PASSAGE PROVIDED
ASCO GU 2018: Prospective Analysis of 4,474 Prostate Biopsies to Evaluate Potential Treatment Management Impact of Combined Clinical-genomic Risk Classification

San Francisco, CA (UroToday.com) There is growing evidence that genomic classification of malignancies, including prostate cancer, may help overcome the heterogeneity and inherent subjective flaws of clinical staging systems. Genomic tests for prostate cancer abound, with many addressing PCa in its various clinical stages. Some are based on prostate biopsy tissue, while others are based on prostatectomy or metastatectomy specimens. Decipher, one of those genomic tests, has been well studied in the literature.

In this abstract, however, the authors specifically assess how the addition of a genomic classifier, such as a Decipher (based on biopsy pathology), to NCCN clinical staging would have changed clinical management.

DATASET SECTION
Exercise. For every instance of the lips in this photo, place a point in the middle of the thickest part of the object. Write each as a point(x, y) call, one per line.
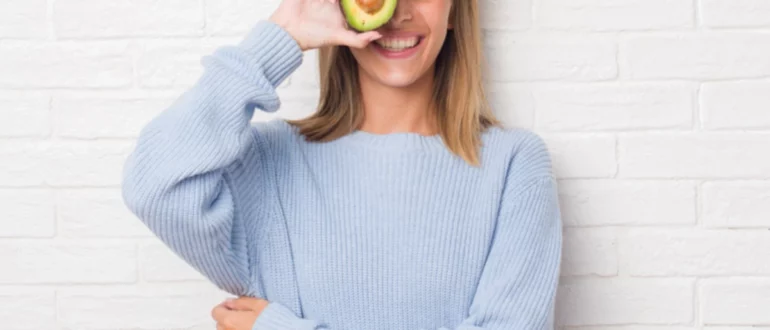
point(399, 43)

USING THE INFORMATION
1. Summarize the ASCO GU 2018 report in two sentences.
2. Using the ASCO GU 2018 report, answer each question:
(a) How many prostate biopsies were in the prospective analysis?
(b) Apart from prostate biopsy tissue, what specimens are some genomic tests for prostate cancer based on?
(c) To which clinical staging system does the abstract add a genomic classifier?

SOLVED TASKS
1. Genomic classification of cancers, including prostate cancer, may help overcome the heterogeneity and subjective flaws of clinical staging systems, and Decipher is one of many genomic tests for prostate cancer and has been well studied. The abstract assesses how adding a biopsy-based genomic classifier such as Decipher to NCCN clinical staging would have changed clinical management.

2.
(a) 4,474
(b) Prostatectomy or metastatectomy specimens
(c) NCCN clinical staging